Problems and tasks:
1. Repeat word for word the part of the passage on the 0-6-2T engines that begins at the words "Following successful trials" and stops after "E1R 0-6-2Ts sufficed.".
2. Answer these questions using the passage on the 0-6-2T engines:
(a) What numbers did the two engines receive from British Railways in 1948?
(b) How much coal could Sir John French carry?
(c) Which builder made the engine Kitchener?
3. Carry on the passage on the 0-6-2T engines from its final sentence.

### Passage to read ###

The other innovation on these engines was the Belpaire firebox.  Unusual in the UK at this period the high first cost of this boiler told against light railway principles and is difficult to understand.  Nevertheless such boilers had recently been specified for Indian Railways by the locomotive industry's standards body (BESA) and Hawthorn Leslie would have been familiar with these specifications.  The 0-6-2Ts boilers in fact closely resemble those of the BESA standard metre gauge 4-6-0.

The engines were smartly turned out in Stephens' customary dark blue with copper cap chimney, dome covers and safety valve bases.  For most of the time as PDSWJR engines they ran without numbers.  Taken over by the London South Western Railway in 1922 as Nos 757 and 758, the Southern Railway in 1923 and British Railways in 1948 when they became 30757 and 30758, they continued to work on the Callington Branch largely on goods services but quite often substituting on passenger trains.  The arrival of Ivatt 2-6-2Ts in September 1952 made them redundant on the Callington Branch but they worked intermittently in the Plymouth area until moving to Eastleigh in mid-1956.  Lord St Leven hardly worked again but the Earl acted as shed and works pilot until withdrawn at the end of 1957.

Perhaps surprisingly Stephens never again used this successful design perhaps because the engines could deal with heavier loads than were normally found on his light railways.  However the design was used again by others and also considered for substantial construction by the Southern Railway

One can only speculate about any possible Stephens' influence in military engineering railway circles immediately prior to WW1 but in 1914 the Royal Engineers took delivery of an 0-6-2T Sir John French for the Woolmer Instructional Military Railway (later Longmoor Military Railway). This was a near complete copy of Stephens' two engines except that for instructional purposes the military specified outside valve gear and the coal capacity was sensibly increased to 2 1/2 tons. Again successful and popular, it was followed by a larger clone in 1938. With RSH building only standard designs the railway turned to Bagnalls who built the engine Kitchener . This was a larger engine modified with piston valves, round topped boiler and standard Bagnall features but was clearly modelled on the earlier machines. This locomotive was later sold into industrial service and worked successfully until the 1960s. On withdrawal the newly created K&ESR preservation movement inspected it but the asking price of £600 was beyond their resources at the time.

Following successful trials of Lord St Leven on Stephens' newly built Torrington to Halwell line in August 1926 there was a firm proposal to build 6 further engines (but with superheaters).  Southern Railway parsimony on new steam engines killed the proposal and the adequate but unspectacular rebuild of Stroudley's E1 to E1R 0-6-2Ts sufficed.

Her only prolonged stay was from 1931 to 1939 as Nine Elms shed pilot.  Finally the prospect of a renewed firebox caused her to be condemned in August 1951.

### Provided material ###

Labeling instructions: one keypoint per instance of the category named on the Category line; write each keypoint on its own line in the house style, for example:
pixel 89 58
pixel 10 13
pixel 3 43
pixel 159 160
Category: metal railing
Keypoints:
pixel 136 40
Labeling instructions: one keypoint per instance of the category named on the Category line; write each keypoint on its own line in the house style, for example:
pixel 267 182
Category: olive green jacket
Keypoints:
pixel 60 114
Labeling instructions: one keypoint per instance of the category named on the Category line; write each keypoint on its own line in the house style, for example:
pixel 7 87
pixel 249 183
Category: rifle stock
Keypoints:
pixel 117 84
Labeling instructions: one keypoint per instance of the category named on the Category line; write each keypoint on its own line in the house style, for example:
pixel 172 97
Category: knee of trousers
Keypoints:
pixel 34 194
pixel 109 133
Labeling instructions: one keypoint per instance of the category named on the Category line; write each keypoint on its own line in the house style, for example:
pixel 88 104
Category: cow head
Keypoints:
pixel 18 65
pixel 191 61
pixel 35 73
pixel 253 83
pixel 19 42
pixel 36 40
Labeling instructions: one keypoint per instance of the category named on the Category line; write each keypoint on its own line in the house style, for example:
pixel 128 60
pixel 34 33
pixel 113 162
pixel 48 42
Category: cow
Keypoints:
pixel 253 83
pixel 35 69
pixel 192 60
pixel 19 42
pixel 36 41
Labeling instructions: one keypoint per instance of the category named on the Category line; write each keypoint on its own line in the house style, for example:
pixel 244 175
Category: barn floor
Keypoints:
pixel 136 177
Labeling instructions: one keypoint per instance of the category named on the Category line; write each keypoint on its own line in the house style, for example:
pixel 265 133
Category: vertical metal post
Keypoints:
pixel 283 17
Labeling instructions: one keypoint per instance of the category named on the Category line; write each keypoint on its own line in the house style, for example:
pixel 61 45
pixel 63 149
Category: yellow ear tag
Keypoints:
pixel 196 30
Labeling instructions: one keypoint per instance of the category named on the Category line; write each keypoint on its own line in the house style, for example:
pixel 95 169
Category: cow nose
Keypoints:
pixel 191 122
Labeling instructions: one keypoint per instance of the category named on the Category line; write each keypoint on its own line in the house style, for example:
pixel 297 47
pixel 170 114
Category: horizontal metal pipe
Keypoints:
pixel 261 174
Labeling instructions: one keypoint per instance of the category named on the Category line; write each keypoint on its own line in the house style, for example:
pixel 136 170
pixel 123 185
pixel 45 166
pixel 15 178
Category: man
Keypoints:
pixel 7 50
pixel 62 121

###

Results for each task:
1.
Following successful trials of Lord St Leven on Stephens' newly built Torrington to Halwell line in August 1926 there was a firm proposal to build 6 further engines (but with superheaters).  Southern Railway parsimony on new steam engines killed the proposal and the adequate but unspectacular rebuild of Stroudley's E1 to E1R 0-6-2Ts sufficed.

2.
(a) 30757 and 30758
(b) 2 1/2 tons
(c) Bagnalls

3.
In 1913 the East Kent Railway ordered 2 similar but larger tanks for its use, one being officially photographed as EKR Gabrielle.  However shortage of money caused the order to be cancelled and the engines were subsequently sold elsewhere.  Works No 3026, probably Gabrielle, was sold in May 1914 at a bargain price of £1500 to the Wemyss Private Railway in Fife as their No 15 but for some reason lay in store until early 1918.  It then commenced work in the sidings at the associated Wellesley Colliery, Methil passing with the colliery to the NCB in 1947 as Fife & Clackmannan No 29 before reverting to No 15 when the new East Fife NCB area was created in 1952.  She outlasted the colliery, finally ceasing work in 1970 and going for scrap in 1972.  The second locomotive was delivered on 25 November 1914 to civil engineering contractors, Sir John Jackson Ltd.  They named it Northumbria and employed it on the construction of military camps and railways on Salisbury Plain until she passed to the War Department probably in 1916 and was transferred to the Kinmel Park Military Camp Railway near Rhyl.  At the end of the war she was sold to the Ebbw Vale Steel Iron & Coal Co as their No 36, passing to Richard Thomas & Co at Scunthorpe in 1936.  There she lasted until 1965.

Further orders for 0-6-0T's might have flowed from Stephens reconstruction of the Burry Port and Gwendraeth Valley Railway .His advice is thought to have been sought on the types of locomotive that would be suitable for use on the reconstructed line. He was not however fully in charge of orders so although the specification was undoubtedly influenced by experiences with A S Harris orders were placed with Hudswell, Clarke and Co of Leeds. The resultant engines, although varying slightly in detail were to become one of their supplier's standard types and were successful and long-lived.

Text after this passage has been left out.